**Article**:
——————————
Saturday, 22 September 2018

Overlocker Unlocked - Overlocking Woven and Stretch Fabrics

I don't know about you, but now that I have an overlocker I can't imagine not having one. I love the finished look it gives and I just love using the machine too! It seems hard to remember a time when I didn't have an overlocker but I've only very recently started using one. Furthermore, I never really needed one. Of course, having an overlocker makes some parts of sewing a lot easier but overlocking definitely isn't a necessity. Today I thought that I'd go through the two main things I use my overlocker - finishing seams on woven fabrics and sewing stretch fabrics - and how using an overlocker has changed my approach to these things slightly.

To begin with, woven fabrics. I think that while overlocking woven fabrics can do a wonderful job at preventing them to fray, it can often be time consuming and unnecessary. Before I began using my overlocker, I would finish the seams using a zig-zag stitch after I sewed them. Instructions for woven patterns often tell you to do this and while it works fine with a sewing machine I wouldn't recommend doing it with an overlocker for several reasons. The first is that an overlocker is far less malleable than a sewing machine - you can't get it to sew in a small gap or begin and end sewing in a precise location. Overlocking takes a long time to unpick and the damages may be unrepairable if the blade slices into the fabric. A normal sewing machine is much easier to unpick and much harder to completely wreck a garment with! Because of this it can be better to revert back to a zig-zag stitch on your normal machine if the seam you need to finish is particularly intricate. 

The second reason I wouldn't recommend sewing a seam on your sewing machine and then finishing that seam with an overlocker is that it is time consuming. If you're using the same machine for the entirety of a project all you have to do is switch the dial to a zig zag stitch and you can carry on sewing in no time. With an overlocker, it's different. You have to actually switch machines. While this doesn't take all that long in theory, in practice it can take a while especially if you're having to do it continuously. For me, although I do have enough space to have two machines side by side on my sewing table at once, complications to do with plug sockets, mixing up pedals, tangling wires and having to put everything else to one side mean that it just isn't practical to do this. 
Because of all this, I find it much easier to do all overlocking in one go. It means that I can comfortably use just the one machine and it also prevents later problems of having to overlock while partway through a project. I like to overlock around the outside of each pattern piece straight after cutting the fabric and before I begin sewing. For fabrics that fray a lot it also has the knock-on effect of meaning that the fabric won't fray mid-project.
——————————
**Information supplied**:
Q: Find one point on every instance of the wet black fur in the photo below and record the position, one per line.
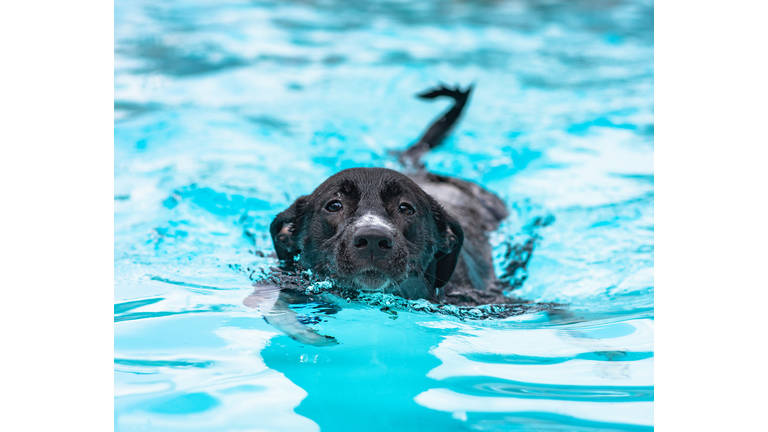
(440, 253)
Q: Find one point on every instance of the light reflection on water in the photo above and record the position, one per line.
(227, 111)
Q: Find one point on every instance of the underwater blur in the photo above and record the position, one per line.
(227, 111)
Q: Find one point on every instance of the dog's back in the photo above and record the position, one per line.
(477, 210)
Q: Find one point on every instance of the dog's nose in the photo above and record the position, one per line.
(372, 239)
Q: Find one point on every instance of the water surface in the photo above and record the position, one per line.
(227, 111)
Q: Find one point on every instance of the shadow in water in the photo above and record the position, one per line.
(370, 380)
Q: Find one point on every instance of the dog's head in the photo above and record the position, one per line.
(372, 229)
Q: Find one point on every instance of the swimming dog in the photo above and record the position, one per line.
(414, 234)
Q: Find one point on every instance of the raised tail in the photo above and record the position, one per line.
(441, 127)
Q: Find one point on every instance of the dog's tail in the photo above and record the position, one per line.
(441, 127)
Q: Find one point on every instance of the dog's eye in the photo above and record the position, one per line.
(406, 209)
(334, 206)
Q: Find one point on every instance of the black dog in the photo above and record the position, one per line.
(419, 236)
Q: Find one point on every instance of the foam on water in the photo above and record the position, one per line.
(227, 111)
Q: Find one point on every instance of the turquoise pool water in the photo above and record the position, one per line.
(226, 111)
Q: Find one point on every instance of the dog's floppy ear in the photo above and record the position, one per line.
(285, 230)
(450, 239)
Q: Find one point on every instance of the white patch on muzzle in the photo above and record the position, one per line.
(370, 219)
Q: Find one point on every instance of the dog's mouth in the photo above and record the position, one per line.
(372, 280)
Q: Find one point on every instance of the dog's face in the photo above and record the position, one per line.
(372, 229)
——————————
**Required actions**:
(a) According to the overlocker post, when is the overlocking around each pattern piece done?
(b) Repeat the passage of the overlocker post starting at "The second reason" and ending at "to do this.".
(c) Write what comes next in the post about overlocking woven and stretch fabrics, picking up after its final sentence.

**Results by task**:
(a) Straight after cutting the fabric and before the sewing begins.

(b)
The second reason I wouldn't recommend sewing a seam on your sewing machine and then finishing that seam with an overlocker is that it is time consuming. If you're using the same machine for the entirety of a project all you have to do is switch the dial to a zig zag stitch and you can carry on sewing in no time. With an overlocker, it's different. You have to actually switch machines. While this doesn't take all that long in theory, in practice it can take a while especially if you're having to do it continuously. For me, although I do have enough space to have two machines side by side on my sewing table at once, complications to do with plug sockets, mixing up pedals, tangling wires and having to put everything else to one side mean that it just isn't practical to do this.

(c)
When it comes to overlocking jersey fabrics, I like to take the opposite approach. One of the things that I LOVE about overlocking is the fact that it cuts off any extra fabric. While the blade is slightly nerve-wracking and takes a while to get used to at first, it's a feature that I love using especially on jersey. It allows for such a clean finish. Sewing with woven fabrics tends to be a lot more intricate than sewing with jersey fabrics, and because of this a stretch garment can be sewn up in absolutely no time on an overlocker. I now very rarely sew knits on a regular sewing machine and I was wondering about whether there are actually some downsides to this. 
On a whole, I think that if you can, you should absolutely sew the entirety of a jersey garment on an overlocker. The main (and possibly only) downside I could come up with to this is that you can't actually see what seam allowance you used. This may be fine if you are only using a particuar pattern once or are happy to sew with the given seam allowance but I find that I often make the seam allowance smaller or larger depending on how well the pattern fits me: it's a really easy adjustment and means that you don't have to trace out another pattern size.
On a woven garment I often measure the seam allowance that I have used on a previous make using that same pattern so that I can replicate it. But on a jersey top that has had any excess fabric cut off of the seam, I can't go back and check what seam allowance I used. While this is by no means a big problem, it can be slightly frustrating if I want to make another version of a pattern to be the same size as my previous version. I guess I should just always note down which seam allowance I used where, but somehow that never crosses my mind when I'm actually sewing!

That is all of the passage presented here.